> [WHAT IS ASKED]
Pick out each line of the listing below that contains the word "places", and copy those lines.

> [RECORDS PROVIDED]
■ ■ ■

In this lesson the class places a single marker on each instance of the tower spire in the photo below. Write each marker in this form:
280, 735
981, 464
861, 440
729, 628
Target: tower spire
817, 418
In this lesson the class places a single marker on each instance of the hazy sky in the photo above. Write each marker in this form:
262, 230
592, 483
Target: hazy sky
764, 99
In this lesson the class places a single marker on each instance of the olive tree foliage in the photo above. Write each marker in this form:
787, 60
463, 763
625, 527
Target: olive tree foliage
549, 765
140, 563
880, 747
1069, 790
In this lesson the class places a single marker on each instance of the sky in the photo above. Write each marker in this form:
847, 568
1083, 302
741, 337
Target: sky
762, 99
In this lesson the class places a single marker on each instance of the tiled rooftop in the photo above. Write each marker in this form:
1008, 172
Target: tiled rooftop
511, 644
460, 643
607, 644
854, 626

■ ■ ■

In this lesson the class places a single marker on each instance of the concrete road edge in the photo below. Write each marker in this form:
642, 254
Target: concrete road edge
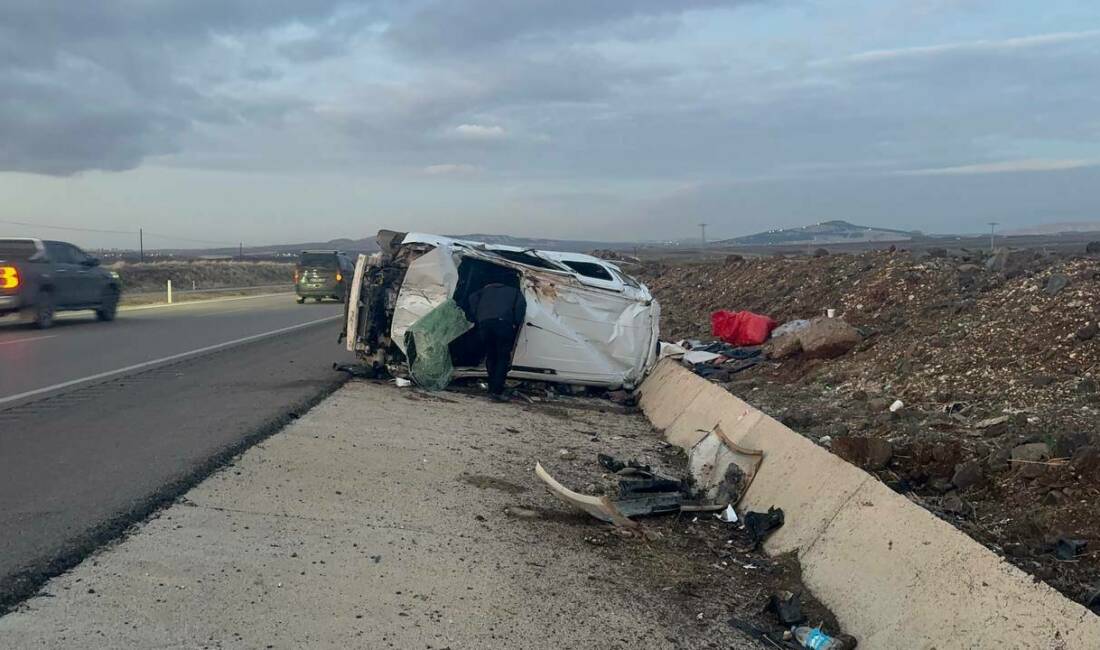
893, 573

■ ■ ■

> [CORRECT RESULT]
In this lesson the class places a single marker on each instance of the tower spire in the photo below. Write each marker in this form:
In this lesson the class places a single marker on each instance of the hazy sky in the photo above. Write each marker in this form:
In this lesson the class places a single marker on each instance of the olive tree foliage in the photo above. Write each marker in this form:
In this lesson the class places a single marker on each instance of the sky in the photo above. Write each marker in this form:
In this lesson the class places a single marker on each instance of the tiled rooftop in the photo above. Write each marker in this form:
In this lesson the class places a single marker on each instance of the concrete road edge in the photo below. Write each marker in this form:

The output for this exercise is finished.